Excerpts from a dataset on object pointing
(begin)

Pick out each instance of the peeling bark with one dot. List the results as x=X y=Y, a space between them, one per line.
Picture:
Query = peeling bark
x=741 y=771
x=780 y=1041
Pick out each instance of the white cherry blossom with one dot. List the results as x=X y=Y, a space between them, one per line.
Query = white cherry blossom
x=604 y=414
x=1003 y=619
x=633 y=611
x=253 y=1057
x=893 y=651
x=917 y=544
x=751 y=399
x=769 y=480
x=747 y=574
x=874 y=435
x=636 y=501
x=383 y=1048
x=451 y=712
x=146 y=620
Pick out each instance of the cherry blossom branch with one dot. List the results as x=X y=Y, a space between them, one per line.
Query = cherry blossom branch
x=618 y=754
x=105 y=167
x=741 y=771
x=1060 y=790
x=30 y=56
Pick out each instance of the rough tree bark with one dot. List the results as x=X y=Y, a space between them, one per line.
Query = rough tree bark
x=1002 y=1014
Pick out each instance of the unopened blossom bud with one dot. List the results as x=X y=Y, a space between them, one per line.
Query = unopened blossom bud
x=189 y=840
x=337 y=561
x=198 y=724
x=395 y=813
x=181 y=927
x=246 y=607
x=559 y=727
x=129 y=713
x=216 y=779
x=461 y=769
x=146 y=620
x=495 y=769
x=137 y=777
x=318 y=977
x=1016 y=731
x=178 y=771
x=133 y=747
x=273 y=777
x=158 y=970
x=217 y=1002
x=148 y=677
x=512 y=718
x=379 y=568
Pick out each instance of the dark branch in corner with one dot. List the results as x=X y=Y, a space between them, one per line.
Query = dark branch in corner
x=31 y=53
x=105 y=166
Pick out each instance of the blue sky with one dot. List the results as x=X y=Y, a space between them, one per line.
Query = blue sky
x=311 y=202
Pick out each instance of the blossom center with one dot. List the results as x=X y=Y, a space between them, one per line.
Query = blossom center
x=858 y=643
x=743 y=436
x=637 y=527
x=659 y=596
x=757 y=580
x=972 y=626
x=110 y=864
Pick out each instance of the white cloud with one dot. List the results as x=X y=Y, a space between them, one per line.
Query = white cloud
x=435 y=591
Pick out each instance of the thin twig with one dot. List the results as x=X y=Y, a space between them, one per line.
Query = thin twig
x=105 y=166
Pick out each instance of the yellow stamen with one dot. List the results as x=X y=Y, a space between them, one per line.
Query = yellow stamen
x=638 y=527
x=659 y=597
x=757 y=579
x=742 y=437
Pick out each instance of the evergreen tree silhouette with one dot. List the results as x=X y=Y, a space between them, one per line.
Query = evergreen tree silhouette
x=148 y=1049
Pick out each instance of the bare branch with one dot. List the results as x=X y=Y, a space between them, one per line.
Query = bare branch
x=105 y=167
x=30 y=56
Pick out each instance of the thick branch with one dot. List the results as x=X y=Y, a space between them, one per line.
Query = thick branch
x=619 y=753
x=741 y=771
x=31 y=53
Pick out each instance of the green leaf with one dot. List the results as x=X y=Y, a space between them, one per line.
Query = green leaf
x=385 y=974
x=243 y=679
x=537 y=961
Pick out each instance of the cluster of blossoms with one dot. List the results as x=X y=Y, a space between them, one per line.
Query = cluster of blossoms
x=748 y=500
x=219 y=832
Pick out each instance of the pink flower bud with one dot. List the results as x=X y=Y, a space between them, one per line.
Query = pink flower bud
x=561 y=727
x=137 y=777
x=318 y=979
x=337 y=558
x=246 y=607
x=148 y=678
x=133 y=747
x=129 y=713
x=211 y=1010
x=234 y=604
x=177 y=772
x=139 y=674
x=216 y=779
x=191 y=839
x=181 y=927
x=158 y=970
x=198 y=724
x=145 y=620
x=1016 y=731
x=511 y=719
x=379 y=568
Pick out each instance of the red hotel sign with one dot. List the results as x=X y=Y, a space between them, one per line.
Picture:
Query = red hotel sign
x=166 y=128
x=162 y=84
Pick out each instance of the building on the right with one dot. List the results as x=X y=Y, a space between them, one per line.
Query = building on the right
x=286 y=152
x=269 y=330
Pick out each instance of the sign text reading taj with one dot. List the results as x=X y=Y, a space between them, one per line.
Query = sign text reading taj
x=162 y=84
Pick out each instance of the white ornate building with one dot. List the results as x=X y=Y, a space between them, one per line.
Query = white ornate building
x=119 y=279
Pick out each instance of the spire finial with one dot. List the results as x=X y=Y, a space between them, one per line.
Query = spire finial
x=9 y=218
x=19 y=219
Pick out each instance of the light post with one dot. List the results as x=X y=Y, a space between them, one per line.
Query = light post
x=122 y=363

(end)

Present every line of the records above as a numbered list, leaving out any blank lines.

● Expected output
1. Pick out each instance of the peeling bark with one dot. List the results as x=X y=Y, a space between them, one per line.
2. Picture:
3. Query = peeling bark
4. x=741 y=771
5. x=780 y=1041
6. Pick out each instance of the white cherry blossom with one dot. List the results as x=X y=Y, a space between them, one per line.
7. Query = white cherry blossom
8. x=604 y=414
9. x=1003 y=619
10. x=633 y=611
11. x=253 y=1057
12. x=893 y=651
13. x=917 y=544
14. x=751 y=399
15. x=769 y=480
16. x=747 y=574
17. x=874 y=435
18. x=636 y=501
19. x=383 y=1048
20. x=451 y=712
21. x=146 y=620
22. Pick out each instance of the cherry blossom branch with one dot. List the results as x=X y=Y, a space between them, one per line.
23. Query = cherry blossom branch
24. x=618 y=754
25. x=105 y=167
26. x=741 y=771
27. x=1060 y=790
28. x=30 y=56
29. Pick out each instance of the rough tree bark with one dot. List the results as x=X y=Y, a space between them, one per line.
30. Query = rough tree bark
31. x=1002 y=1014
32. Pick out each instance of the unopened blossom bud with one dot. List the results as x=X y=Y, a space between them, one per line.
33. Query = unopened blossom bud
34. x=189 y=840
35. x=337 y=561
36. x=198 y=724
37. x=395 y=813
38. x=181 y=927
39. x=246 y=607
40. x=559 y=727
41. x=129 y=713
42. x=216 y=779
43. x=461 y=769
44. x=146 y=620
45. x=495 y=769
46. x=137 y=777
47. x=318 y=977
48. x=1016 y=731
49. x=178 y=771
50. x=133 y=747
51. x=273 y=777
52. x=158 y=970
53. x=217 y=1002
54. x=148 y=677
55. x=512 y=718
56. x=379 y=568
57. Pick out each instance of the dark branch in corner with one dot. List the results as x=X y=Y, a space between them, one per line.
58. Query = dark branch in corner
59. x=31 y=53
60. x=105 y=166
61. Pick out each instance of the blue sky with one dot. List the results as x=X y=Y, a space between them, one per line.
62. Query = blue sky
63. x=311 y=202
64. Pick out each instance of the blossom center with one dot. List the results as x=X y=Y, a space between them, one per line.
65. Query = blossom center
66. x=858 y=643
67. x=743 y=436
68. x=637 y=527
69. x=659 y=596
70. x=757 y=580
71. x=972 y=626
72. x=110 y=864
73. Pick out each instance of the white cloud with one dot. List the results as x=X y=Y, a space between them, one per line.
74. Query = white cloud
75. x=435 y=591
76. Pick out each instance of the thin twig with one dot. List the results as x=X y=Y, a space between them, one per line.
77. Query = thin twig
78. x=105 y=166
79. Pick out each instance of the yellow stamen with one dot. List the results as x=X y=Y, a space between them, one per line.
80. Query = yellow stamen
81. x=638 y=527
82. x=659 y=597
83. x=757 y=579
84. x=742 y=437
85. Pick out each instance of the evergreen tree silhouette with one dot. List the results as x=X y=Y, a space between them, one per line.
86. Query = evergreen tree silhouette
87. x=148 y=1049
88. Pick out each instance of the bare branch with one dot. List the results as x=X y=Y, a space between them, one per line.
89. Query = bare branch
90. x=105 y=167
91. x=30 y=56
92. Pick out each instance of the thick branch with one dot. List the results as x=X y=Y, a space between them, one per line.
93. Query = thick branch
94. x=619 y=753
95. x=741 y=771
96. x=31 y=53
97. Pick out each instance of the green leaf with one dot. List the results as x=X y=Y, a space between them, one per line.
98. Query = green leaf
99. x=385 y=974
100. x=243 y=679
101. x=537 y=961
102. Pick out each instance of the cluster of blossoms with one dot. List the results as x=X y=Y, a space between them, one per line.
103. Query = cluster of blossoms
104. x=748 y=500
105. x=219 y=832
106. Pick out each instance of the pink flower bud with one dot. List the results as x=X y=Y, a space between them, one per line.
107. Query = pink flower bud
108. x=561 y=727
109. x=137 y=777
110. x=318 y=979
111. x=337 y=558
112. x=246 y=607
113. x=148 y=678
114. x=133 y=747
115. x=129 y=713
116. x=211 y=1010
117. x=234 y=604
118. x=177 y=772
119. x=139 y=674
120. x=216 y=779
121. x=191 y=839
122. x=181 y=927
123. x=158 y=970
124. x=198 y=724
125. x=145 y=620
126. x=1016 y=731
127. x=511 y=719
128. x=379 y=568
129. Pick out each instance of the red hotel sign with one dot. List the results as x=X y=Y, a space between them, one per line.
130. Picture:
131. Query = red hotel sign
132. x=166 y=128
133. x=162 y=84
134. Pick out each instance of the building on the right with one dot. List the results as x=X y=Y, a space between them, one per line.
135. Query = building on the right
136. x=286 y=152
137. x=269 y=330
138. Pick out each instance of the sign text reading taj with one dot. List the results as x=X y=Y, a space between them, one per line.
139. Query = sign text reading taj
140. x=162 y=84
141. Pick out each instance of the white ornate building with one dot. List the results as x=X y=Y, a space between them, one per line.
142. Query = white ornate building
143. x=119 y=279
144. Pick out each instance of the spire finial with one dot. List the results as x=X y=Y, a space between them, one per line.
145. Query = spire finial
146. x=9 y=218
147. x=19 y=219
148. Pick out each instance of the light post with one dot. List the results as x=X y=Y, a space between them, one per line.
149. Query = light post
150. x=122 y=363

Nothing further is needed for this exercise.